---------- Testo fornito ----------

Nessun articolo nel carrello

Acqua avvelenata: dalla contemplazione all’impegno civile

Acqua avvelenata: dalla contemplazione all’impegno civile

Tratto da: Adista Documenti n° 44 del 23/12/2023

La battaglia contro l’acqua avvelenata non l’- hanno ancora vinta. Ma di sicuro hanno vinto quella contro la cortina di colpevole silenzio che per decenni ha tenuto volutamente sottotraccia una delle più grandi emergenze ambientali mai scoppiate in Italia: un’emergenza chiamata “Pfas”. E se oggi è noto a tutti che un’area di oltre 150 chilometri quadrati nel cuore del Nord-Est, tra le province di Padova, Vicenza e Verona, ribattezzata “Zona Rossa”, e abitata da 350 mila residenti è coinvolta da un serio rischio ambientale per contaminazione delle acque da sostanze fluoroalchiliche, i Pfas, appunto, è soprattutto per merito loro: un movimento spontaneo di mamme venete che hanno deciso di alzare la voce per denunciare l’avvelenamento dei propri figli, fino alla messa al bando di questi inquinanti. Un caso quasi unico in Italia e in Europa.

---------- Dati in ingresso ----------

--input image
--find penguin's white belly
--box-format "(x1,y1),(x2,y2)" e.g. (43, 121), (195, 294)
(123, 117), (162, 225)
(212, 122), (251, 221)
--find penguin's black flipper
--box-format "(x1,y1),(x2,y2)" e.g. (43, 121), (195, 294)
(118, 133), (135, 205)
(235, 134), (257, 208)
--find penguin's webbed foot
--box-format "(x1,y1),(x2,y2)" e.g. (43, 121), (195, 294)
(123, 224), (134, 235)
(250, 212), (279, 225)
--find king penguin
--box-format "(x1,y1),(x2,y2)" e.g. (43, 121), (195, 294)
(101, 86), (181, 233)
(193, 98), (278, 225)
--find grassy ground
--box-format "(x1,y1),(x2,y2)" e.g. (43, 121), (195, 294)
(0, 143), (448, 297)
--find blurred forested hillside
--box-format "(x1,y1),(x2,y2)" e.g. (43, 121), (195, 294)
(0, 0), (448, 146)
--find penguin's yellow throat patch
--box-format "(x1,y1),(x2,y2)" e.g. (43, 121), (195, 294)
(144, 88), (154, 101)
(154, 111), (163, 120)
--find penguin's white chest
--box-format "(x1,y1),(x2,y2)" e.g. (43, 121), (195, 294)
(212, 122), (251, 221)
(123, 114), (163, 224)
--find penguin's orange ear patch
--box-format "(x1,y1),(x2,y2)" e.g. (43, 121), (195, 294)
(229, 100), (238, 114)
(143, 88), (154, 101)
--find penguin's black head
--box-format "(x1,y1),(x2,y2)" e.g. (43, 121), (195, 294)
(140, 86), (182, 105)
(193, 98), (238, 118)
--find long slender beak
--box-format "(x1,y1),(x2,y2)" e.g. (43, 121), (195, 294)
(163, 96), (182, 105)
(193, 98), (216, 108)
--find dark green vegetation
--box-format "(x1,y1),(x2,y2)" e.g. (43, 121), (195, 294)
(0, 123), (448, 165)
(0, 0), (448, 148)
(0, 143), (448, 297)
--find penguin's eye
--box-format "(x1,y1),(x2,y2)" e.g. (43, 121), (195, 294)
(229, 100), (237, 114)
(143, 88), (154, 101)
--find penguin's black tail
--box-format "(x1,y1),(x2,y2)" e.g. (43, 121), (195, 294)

----------

Consegna
Ricopia senza modifiche il passo del testo sull'acqua avvelenata compreso tra "La battaglia contro" e "e in Europa.", estremi inclusi.

Risposta
La battaglia contro l’acqua avvelenata non l’- hanno ancora vinta. Ma di sicuro hanno vinto quella contro la cortina di colpevole silenzio che per decenni ha tenuto volutamente sottotraccia una delle più grandi emergenze ambientali mai scoppiate in Italia: un’emergenza chiamata “Pfas”. E se oggi è noto a tutti che un’area di oltre 150 chilometri quadrati nel cuore del Nord-Est, tra le province di Padova, Vicenza e Verona, ribattezzata “Zona Rossa”, e abitata da 350 mila residenti è coinvolta da un serio rischio ambientale per contaminazione delle acque da sostanze fluoroalchiliche, i Pfas, appunto, è soprattutto per merito loro: un movimento spontaneo di mamme venete che hanno deciso di alzare la voce per denunciare l’avvelenamento dei propri figli, fino alla messa al bando di questi inquinanti. Un caso quasi unico in Italia e in Europa.